=== PASSAGE SHOWN ===
──────

By Lori Perkins
Only the promise of a great movie experience would have enticed me to emerge form my pandemic foxhole, so once I had secured my A Quiet Place II cohort (the person I saw Part I with, who literally jumped out of his chair at the perfect moment), did I agree to go to the Thursday night 8:00 pm. showing, which promised a live Q & A with writer/director John Krasinski afterwards.
I was not disappointed. In fact, I was kind of thrilled, and relieved, that I agreed with Krasinski that this is a film that would loose much in home video watching. I was glad he and Paramount waited until the pandemic was in remission to release it. I hope we don’t have to wait that long for Part III (it is coming!)
So, the movie starts off with Day One of the alien invasion at a little league game in bucolic upstate NY (within commuting distance of NYC) where we see our only live shot of Lee Abbott, the dad in the previous installment, played by Krasinski, who gave his life to save his family. We also meet another dad neighbor, who ends up being the male father figure in this second film.
Cut to 474 Days later (and I am immediately asking myself, “how long was I in isolation during the pandemic?”), and it’s the day after the surviving Abbott family members – Mom, deaf teen daughter, tween son and newborn baby – are leaving their burning refuge to find a new home by following the glow of a burning rooftop fire in the distance. Turns out it belongs to the other dad, who is in mourning the loss of his own family. At first he does not want to help them, but the tenacity of the newly post-partum mom, played by Krasinski’s real-life wife Emily Blunt, and the deaf teen Regan, played by brilliant deaf actor Millicent Simmonds, and perhaps the promise of new life evidenced by the baby, convince Emmett to agree to try to save the world, or die trying.

──────

=== EXTRACTED RECORDS ===
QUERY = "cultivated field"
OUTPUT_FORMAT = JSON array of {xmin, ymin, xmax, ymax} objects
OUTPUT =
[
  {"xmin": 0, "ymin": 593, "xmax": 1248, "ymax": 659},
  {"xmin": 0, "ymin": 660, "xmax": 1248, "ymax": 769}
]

──────

=== DESCRIPTION OF THE TASK ===
Print everything in the movie review above from "I was not disappointed." down to "this second film.", word for word.

=== TASK ANSWER ===
I was not disappointed. In fact, I was kind of thrilled, and relieved, that I agreed with Krasinski that this is a film that would loose much in home video watching. I was glad he and Paramount waited until the pandemic was in remission to release it. I hope we don’t have to wait that long for Part III (it is coming!)
So, the movie starts off with Day One of the alien invasion at a little league game in bucolic upstate NY (within commuting distance of NYC) where we see our only live shot of Lee Abbott, the dad in the previous installment, played by Krasinski, who gave his life to save his family. We also meet another dad neighbor, who ends up being the male father figure in this second film.